=== What is asked ===
Reproduce verbatim the stretch of the natural gas vehicle article below from "The proposal has" through "by Nov. 20.".

Pickens Plan detail has support in Congress but not much traction:
By Greg Rohloff
Amarillo Independent
A measure to grease the financial wheels of converting American cars and trucks to natural gas has backing in Congress. But for now, it's mainly fueling a technical debate.
Should natural gas, the prime product of the Panhandle's oil and gas industry, fuel autos? Or should it power new electric power plants with the electricity to be used to charge plug-in hybrid vehicles?
United States Rep. Dan Boren, D-Okla., introduced on April 1 a measure, New Alternative Transportation to Give Americans Solutions Act of 2009, known by its acronym the NAT GAS Act of 2009 to play on the words “natural gas.” The measure gained bipartisan support with 108 co-sponsors at last count, including U.S. Rep. Mac Thornberry, R-Clarendon.
The proposal has the backing of natural gas entrepreneur T. Boone Pickens, who has organized a citizen's group urging greater use of natural gas and further development of wind energy as a way to cut national reliance on imported oil. He calls the effort the Pickens Plan, and is urging his supporters to pressure additional members of Congress to sign on to the measure so that it has 120 co-sponsors by Nov. 20.
For now, the measure has been sitting in the House Science and Technology Subcommittee on Energy and Environment since April 6. A companion measure is in the Senate Finance Committee because the legislation seeks to amend the Internal Revenue Code that would allow tax credits through 2027 for fuels made from natural gas and for natural gas-powered vehicles.
Additionally, it would require that half of the new vehicles placed into service by the federal government by the end of 2014 to be fueled by natural gas and provides research grants for natural gas-powered engines.
Ignoring the glacial pace of Congress on the matter, the most pertinent question is if such a switch is practical. Gasoline is the longstanding fuel of choice and is readily available at convenience stores and service stations. Replacing those outlets would be no small trick.
That difficulty is a prime point of the Natural Resources Defense Council, an environmental group that insists that plug-in electric cars powered by electricity generated in natural gas-burning power plants is the way to go.
Their assumption is based on 70 percent of the nation's natural gas supply going to replace coal-fired power plants, supplemented by wind energy to produce electricity, and using 30 percent of the natural gas supply to fuel medium-and heavy-duty delivery trucks.
Such a plan would reduce about the same amount of oil as the Pickens Plan, according to the council's estimates but would eliminate more greenhouse gases. Their calculations assumes that electric vehicles would be 3.5 times more efficient than gasoline-powered vehicles, while natural gas powered vehicles would have the same mileage as gasoline-powered vehicles.
However, Paul Ronney, a professor in the University of Southern California Department of Aerospace and Mechanical Engineering, argues that natural gas is a practical replacement for gasoline because it is about half the price of gasoline and is unlikely to lose that price advantage.
To be certain, Ronney favors oil as a motor vehicle fuel, noting that part of the natural gas price advantage lies with the ease that oil is turned into gasoline. Natural gas fueling stations require either cooling equipment for liquefied natural gas or high-pressure compressors and pressure regulators for compressed natural gas.

=== Records ===
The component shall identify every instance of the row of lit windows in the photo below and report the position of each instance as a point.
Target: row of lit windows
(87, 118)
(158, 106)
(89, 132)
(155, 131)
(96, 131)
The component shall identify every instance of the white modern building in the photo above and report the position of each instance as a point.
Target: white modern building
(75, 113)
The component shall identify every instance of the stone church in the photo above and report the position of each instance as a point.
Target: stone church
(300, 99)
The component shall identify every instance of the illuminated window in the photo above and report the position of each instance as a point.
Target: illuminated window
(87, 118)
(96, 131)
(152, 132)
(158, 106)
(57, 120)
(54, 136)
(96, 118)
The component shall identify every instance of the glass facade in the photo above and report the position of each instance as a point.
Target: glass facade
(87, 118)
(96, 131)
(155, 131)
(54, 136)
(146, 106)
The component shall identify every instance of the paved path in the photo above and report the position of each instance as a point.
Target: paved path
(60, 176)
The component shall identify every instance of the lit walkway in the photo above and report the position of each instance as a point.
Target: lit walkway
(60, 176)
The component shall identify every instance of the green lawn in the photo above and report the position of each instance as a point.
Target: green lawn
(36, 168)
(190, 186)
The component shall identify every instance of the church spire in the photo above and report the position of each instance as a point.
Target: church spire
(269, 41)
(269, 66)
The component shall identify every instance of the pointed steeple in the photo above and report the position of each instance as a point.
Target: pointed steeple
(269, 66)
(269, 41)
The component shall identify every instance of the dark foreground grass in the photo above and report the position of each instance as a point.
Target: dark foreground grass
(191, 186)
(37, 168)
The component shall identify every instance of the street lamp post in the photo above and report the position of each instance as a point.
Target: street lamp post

=== Exercise output ===
The proposal has the backing of natural gas entrepreneur T. Boone Pickens, who has organized a citizen's group urging greater use of natural gas and further development of wind energy as a way to cut national reliance on imported oil. He calls the effort the Pickens Plan, and is urging his supporters to pressure additional members of Congress to sign on to the measure so that it has 120 co-sponsors by Nov. 20.